### EXTRACTED DATA
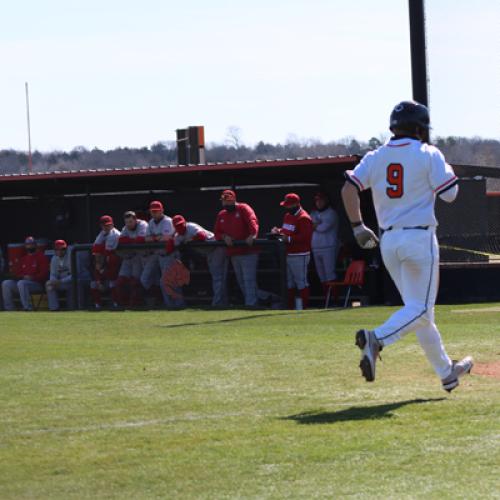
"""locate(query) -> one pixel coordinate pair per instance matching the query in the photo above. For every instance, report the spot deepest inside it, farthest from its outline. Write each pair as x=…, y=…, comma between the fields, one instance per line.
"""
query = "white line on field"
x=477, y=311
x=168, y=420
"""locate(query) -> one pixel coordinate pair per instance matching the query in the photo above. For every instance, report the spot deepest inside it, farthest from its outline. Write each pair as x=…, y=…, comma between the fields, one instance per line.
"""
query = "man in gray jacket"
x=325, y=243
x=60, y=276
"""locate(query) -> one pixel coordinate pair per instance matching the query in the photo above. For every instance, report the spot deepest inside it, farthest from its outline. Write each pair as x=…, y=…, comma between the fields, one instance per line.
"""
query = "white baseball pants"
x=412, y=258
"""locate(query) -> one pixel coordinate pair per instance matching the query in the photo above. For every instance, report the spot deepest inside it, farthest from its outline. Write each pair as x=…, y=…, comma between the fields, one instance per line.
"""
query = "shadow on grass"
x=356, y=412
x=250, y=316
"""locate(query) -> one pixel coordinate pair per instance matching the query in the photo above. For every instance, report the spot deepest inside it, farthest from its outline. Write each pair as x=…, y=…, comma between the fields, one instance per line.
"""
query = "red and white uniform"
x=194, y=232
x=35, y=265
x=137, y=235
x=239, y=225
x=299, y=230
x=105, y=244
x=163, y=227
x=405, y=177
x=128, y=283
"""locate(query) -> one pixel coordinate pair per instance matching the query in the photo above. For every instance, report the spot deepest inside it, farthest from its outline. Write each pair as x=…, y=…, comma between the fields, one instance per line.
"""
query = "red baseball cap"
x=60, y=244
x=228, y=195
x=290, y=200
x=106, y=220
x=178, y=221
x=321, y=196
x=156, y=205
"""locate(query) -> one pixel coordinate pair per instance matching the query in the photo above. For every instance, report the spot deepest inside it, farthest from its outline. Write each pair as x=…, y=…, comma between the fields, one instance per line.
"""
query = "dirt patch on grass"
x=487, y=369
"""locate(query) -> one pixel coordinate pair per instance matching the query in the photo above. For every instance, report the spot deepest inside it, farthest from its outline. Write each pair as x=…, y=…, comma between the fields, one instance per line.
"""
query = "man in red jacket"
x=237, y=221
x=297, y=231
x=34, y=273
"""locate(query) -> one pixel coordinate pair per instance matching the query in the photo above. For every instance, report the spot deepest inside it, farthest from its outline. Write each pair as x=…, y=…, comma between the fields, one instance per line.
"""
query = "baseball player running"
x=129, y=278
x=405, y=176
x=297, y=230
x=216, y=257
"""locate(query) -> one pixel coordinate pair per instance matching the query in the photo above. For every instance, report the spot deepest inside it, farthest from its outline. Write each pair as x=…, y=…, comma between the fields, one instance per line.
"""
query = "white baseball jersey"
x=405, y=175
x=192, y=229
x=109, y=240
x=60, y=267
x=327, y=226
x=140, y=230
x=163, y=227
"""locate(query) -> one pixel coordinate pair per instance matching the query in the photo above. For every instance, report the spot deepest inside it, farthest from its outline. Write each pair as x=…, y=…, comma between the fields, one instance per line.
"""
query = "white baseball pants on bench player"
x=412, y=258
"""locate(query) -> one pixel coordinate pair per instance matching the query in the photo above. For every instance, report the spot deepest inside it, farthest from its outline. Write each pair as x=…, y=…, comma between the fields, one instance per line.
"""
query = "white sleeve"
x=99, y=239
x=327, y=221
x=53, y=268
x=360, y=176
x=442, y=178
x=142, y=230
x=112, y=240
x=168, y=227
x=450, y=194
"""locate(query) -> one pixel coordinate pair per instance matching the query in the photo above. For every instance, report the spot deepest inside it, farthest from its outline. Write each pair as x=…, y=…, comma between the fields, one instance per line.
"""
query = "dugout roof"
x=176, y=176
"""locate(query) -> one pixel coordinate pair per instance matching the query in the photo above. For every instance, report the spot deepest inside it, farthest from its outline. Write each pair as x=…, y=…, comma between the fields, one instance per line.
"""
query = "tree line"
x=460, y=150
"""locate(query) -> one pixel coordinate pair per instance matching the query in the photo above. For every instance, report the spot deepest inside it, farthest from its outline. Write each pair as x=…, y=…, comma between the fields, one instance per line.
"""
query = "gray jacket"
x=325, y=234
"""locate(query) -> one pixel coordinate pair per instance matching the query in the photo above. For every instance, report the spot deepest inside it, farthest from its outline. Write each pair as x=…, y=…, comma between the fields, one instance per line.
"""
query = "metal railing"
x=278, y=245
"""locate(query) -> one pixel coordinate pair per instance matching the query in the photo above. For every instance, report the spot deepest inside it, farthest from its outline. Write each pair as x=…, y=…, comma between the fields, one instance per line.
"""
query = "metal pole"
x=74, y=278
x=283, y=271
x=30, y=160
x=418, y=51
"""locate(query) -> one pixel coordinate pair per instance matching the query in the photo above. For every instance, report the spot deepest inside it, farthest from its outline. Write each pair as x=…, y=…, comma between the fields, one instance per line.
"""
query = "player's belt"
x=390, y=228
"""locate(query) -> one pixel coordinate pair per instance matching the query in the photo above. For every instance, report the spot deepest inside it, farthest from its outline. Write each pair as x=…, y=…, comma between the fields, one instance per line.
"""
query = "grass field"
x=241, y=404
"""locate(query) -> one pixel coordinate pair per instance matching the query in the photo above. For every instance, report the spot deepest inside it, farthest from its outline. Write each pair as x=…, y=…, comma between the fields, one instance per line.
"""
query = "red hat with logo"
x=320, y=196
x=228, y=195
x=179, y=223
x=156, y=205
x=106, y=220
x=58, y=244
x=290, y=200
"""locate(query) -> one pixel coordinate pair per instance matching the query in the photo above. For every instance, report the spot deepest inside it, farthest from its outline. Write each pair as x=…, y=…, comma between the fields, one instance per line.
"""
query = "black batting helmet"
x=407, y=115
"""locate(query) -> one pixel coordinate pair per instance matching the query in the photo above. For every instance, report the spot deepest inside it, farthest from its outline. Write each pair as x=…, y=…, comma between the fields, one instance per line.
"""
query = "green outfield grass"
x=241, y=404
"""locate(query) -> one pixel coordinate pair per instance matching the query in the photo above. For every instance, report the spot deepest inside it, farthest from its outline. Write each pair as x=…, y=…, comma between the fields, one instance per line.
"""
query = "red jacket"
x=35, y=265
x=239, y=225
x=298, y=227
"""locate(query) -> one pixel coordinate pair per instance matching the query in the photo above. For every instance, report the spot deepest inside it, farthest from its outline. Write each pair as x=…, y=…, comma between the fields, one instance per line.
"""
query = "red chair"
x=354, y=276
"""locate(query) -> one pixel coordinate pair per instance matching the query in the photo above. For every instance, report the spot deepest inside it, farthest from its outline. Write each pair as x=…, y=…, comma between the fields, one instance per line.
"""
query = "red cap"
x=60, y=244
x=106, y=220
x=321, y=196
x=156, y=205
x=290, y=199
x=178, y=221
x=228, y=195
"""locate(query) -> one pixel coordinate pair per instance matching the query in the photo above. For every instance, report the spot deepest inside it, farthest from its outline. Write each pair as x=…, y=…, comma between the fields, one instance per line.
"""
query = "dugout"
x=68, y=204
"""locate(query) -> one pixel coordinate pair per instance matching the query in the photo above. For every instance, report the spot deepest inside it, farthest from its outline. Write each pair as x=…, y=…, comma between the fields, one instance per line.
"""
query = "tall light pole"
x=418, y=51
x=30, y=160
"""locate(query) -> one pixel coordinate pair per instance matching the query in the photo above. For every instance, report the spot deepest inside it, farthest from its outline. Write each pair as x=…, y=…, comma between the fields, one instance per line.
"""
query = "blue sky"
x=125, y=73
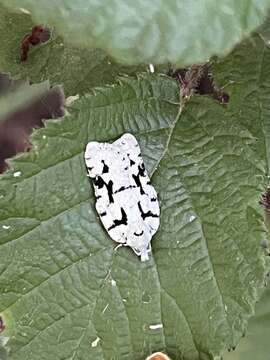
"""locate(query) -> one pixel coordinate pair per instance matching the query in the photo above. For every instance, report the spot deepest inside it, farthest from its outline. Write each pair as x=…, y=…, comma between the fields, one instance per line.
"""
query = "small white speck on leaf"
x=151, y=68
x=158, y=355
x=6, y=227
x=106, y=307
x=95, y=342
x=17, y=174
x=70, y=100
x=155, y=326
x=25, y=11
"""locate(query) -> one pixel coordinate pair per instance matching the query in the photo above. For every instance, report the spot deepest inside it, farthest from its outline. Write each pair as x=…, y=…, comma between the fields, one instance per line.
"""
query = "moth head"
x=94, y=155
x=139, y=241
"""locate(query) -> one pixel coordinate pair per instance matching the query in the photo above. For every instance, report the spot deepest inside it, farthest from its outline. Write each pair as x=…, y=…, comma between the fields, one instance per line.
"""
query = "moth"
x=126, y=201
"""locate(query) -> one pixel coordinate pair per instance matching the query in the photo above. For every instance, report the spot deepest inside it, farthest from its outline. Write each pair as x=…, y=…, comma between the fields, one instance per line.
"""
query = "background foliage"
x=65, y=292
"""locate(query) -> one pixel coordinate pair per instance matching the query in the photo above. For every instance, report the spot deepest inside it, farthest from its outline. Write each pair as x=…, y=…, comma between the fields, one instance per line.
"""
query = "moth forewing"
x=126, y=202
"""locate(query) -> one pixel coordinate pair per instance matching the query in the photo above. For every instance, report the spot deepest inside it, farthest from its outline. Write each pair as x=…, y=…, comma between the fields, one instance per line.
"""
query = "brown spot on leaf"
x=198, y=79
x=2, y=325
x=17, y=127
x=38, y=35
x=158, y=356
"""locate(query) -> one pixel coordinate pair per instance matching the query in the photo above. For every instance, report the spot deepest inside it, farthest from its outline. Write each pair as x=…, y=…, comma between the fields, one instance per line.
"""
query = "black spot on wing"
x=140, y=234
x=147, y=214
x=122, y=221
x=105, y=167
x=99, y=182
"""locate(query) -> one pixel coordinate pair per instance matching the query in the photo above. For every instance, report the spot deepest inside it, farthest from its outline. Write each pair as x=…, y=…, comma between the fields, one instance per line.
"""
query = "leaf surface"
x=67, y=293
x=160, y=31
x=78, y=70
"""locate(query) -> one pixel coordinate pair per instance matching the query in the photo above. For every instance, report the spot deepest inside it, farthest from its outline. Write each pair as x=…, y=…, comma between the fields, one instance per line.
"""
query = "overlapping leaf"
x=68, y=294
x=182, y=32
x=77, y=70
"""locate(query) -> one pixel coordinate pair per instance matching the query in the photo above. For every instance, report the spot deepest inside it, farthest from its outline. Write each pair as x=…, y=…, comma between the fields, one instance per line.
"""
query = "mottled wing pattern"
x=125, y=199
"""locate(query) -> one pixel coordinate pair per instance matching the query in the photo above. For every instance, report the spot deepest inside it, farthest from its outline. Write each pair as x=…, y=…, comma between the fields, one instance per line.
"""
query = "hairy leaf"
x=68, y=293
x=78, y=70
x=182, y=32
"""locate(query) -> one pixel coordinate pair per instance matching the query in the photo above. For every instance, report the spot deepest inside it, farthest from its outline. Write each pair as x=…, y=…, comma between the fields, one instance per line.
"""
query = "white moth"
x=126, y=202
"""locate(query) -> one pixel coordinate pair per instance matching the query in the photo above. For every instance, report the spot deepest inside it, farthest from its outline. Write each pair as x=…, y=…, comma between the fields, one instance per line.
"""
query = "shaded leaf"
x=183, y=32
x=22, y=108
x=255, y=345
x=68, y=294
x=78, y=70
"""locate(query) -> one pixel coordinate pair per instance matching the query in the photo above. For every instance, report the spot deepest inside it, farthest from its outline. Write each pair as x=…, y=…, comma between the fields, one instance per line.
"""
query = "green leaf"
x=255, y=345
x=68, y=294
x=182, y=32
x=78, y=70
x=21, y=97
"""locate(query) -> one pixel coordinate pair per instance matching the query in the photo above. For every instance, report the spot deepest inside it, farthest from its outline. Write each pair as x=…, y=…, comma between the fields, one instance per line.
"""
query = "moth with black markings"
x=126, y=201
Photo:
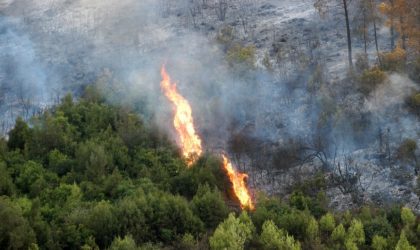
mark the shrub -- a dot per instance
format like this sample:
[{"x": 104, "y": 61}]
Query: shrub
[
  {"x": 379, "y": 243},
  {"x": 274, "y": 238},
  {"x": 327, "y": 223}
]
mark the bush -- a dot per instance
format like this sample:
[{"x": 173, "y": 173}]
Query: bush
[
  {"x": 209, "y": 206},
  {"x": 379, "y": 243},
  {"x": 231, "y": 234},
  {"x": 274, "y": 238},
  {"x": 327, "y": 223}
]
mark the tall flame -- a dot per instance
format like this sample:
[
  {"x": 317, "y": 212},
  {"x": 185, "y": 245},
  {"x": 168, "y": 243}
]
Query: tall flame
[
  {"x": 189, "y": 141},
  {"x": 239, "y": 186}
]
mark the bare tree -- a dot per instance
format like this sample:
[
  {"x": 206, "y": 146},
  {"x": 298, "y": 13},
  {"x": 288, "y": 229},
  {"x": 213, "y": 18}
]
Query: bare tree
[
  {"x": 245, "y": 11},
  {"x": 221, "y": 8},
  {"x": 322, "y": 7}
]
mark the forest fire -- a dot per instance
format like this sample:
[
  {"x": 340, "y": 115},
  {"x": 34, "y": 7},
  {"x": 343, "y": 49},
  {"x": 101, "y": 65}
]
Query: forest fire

### TASK OBJECTIVE
Using the data above, copy each line that contains "forest".

### RESPONSE TO THE TASK
mark the forest fire -- a dot per instance
Query: forest fire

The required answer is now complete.